## [Problem set]
[A] Answer these questions about the forum thread on the booting issue:
(i) Which power supply appears in the original poster's specification?
(ii) According to Tyree, what does "FF" mean on most boards?
(iii) How long before the follow-up post did the original poster buy the board?
[B] From the forum thread on the booting issue, output the part that opens with the words containing "Thanks guys for" and closes with "replace the board.".

# Booting issue, No beeps, error code "FF"



## jpatel6002 (Aug 28, 2009)

Hello all,

*Specification*: Tyan s7002G2NR-LE motherboard, Dual Xeon e5504 Processors, XION real power 1000w power supply, Crucial 6x2GB memory, 4 WD sata Hard drives, NVidia geforce 9500GT graphics card. 

*Issue*: PC worked for few days. Now when I turn the computer I see only "FF" error code on the motherboard LED, no booting beeps. monitor isn't turning on. all the fans including CPU and Chassis fans are runing very well.

*Troubleshooting*: I removed PCIe (nvidia graphics) card and used built-in VGA but no change. monitor is still not turning on. any idea?

Please help
thanks


----------



## Madcatz (Apr 15, 2008)

first thing I would do is test the power supply. If it tests ok, then remove all the memory but one. I'd also suggest contacting Tyan support and finding out what the FF error code is for.


----------



## Tyree (May 10, 2009)

"FF" on most boards means the board has successfully completed all posts. On others it means there is a power problem.
The XION PSU would be my first guess.


----------



## jpatel6002 (Aug 28, 2009)

Thanks guys for quick reply! I just bought this board about 2 weeks ago, and assembled about 10 days ago. PC worked for last 10 days, and when I restart it last last time it just hung on error code FF without any beeps. No VGA, No mouse and keyboard. each and every fan works though. I've requested Tyan tech support ticket last night. I hope they will be able to replace the board. 

I striped down the system to onboard VGA, usb keyboard and mouse, one memory stick then tested with two sticks, one hard drive, remove PCIe nvidia geforce 9500GT card, remove all power and HD light jumper cables, remove all Chassis USB jumper cables, but no different result. same error code FF without any beeps and video.

## [Raw data]
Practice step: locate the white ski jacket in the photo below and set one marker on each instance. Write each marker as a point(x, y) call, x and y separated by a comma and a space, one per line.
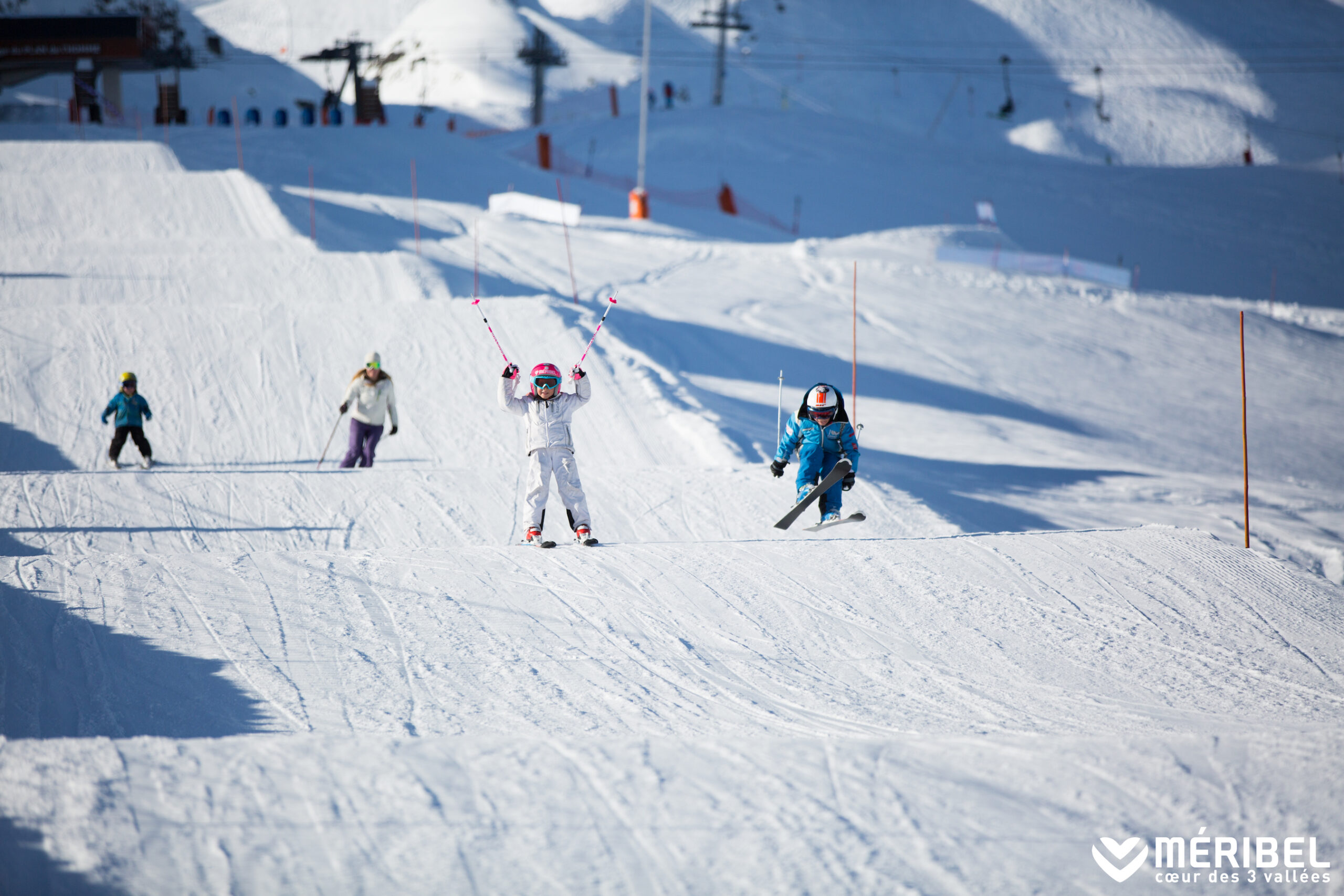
point(548, 422)
point(371, 404)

## [Task results]
[A]
(i) A XION real power 1000w power supply.
(ii) The board has successfully completed all posts.
(iii) About 2 weeks earlier.

[B]
Thanks guys for quick reply! I just bought this board about 2 weeks ago, and assembled about 10 days ago. PC worked for last 10 days, and when I restart it last last time it just hung on error code FF without any beeps. No VGA, No mouse and keyboard. each and every fan works though. I've requested Tyan tech support ticket last night. I hope they will be able to replace the board.